━━ DATA EXCERPTS
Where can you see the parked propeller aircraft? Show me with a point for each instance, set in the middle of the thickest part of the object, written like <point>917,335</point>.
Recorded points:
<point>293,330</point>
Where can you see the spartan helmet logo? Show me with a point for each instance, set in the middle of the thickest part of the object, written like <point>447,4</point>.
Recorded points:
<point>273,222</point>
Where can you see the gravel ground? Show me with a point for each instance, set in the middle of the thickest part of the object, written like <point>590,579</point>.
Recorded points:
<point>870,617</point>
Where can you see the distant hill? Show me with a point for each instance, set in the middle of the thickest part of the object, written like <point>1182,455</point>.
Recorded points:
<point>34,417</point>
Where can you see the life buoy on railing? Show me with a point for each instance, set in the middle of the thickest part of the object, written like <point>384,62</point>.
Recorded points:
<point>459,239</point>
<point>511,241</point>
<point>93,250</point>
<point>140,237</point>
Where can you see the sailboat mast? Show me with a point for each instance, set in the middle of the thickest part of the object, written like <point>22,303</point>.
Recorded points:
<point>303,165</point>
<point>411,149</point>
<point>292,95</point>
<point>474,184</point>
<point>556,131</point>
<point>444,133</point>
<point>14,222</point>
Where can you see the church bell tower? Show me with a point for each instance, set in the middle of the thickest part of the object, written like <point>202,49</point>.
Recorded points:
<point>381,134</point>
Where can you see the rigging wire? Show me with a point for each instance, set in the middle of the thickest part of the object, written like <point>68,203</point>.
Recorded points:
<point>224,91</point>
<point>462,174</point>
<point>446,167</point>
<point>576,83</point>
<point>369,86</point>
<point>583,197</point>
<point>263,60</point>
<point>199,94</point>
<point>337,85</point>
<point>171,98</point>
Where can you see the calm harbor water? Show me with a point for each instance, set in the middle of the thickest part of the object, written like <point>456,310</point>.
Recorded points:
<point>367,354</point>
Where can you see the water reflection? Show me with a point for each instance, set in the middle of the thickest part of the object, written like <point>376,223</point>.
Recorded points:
━━━━
## [THE PROBLEM]
Please set down again, word for word, only the lines from the start of the entries through the line with "Where can you see the sailboat", both ends included.

## [FINAL ANSWER]
Where can you see the parked propeller aircraft? Show me with a point for each instance, set in the middle of the thickest part of the object, written like <point>917,335</point>.
Recorded points:
<point>293,330</point>
Where can you see the spartan helmet logo? Show me with a point for each instance, set in the middle of the thickest part of the object, written like <point>447,4</point>.
Recorded points:
<point>273,222</point>
Where can you see the gravel ground? Show me with a point for each instance, set in the middle of the thickest part of the object, written like <point>590,579</point>.
Recorded points:
<point>870,617</point>
Where can you see the distant hill? Show me with a point for each instance, set in the middle of the thickest part of the object, written like <point>1182,455</point>.
Recorded points:
<point>34,417</point>
Where can you see the life buoy on railing? Show me with a point for each instance, set in the middle of the thickest part of the object, written like <point>384,62</point>.
Recorded points:
<point>459,239</point>
<point>511,241</point>
<point>93,250</point>
<point>140,237</point>
Where can you see the sailboat mast? Show me with a point for each instance, set in the middle of the thickest part of the object, written like <point>22,303</point>.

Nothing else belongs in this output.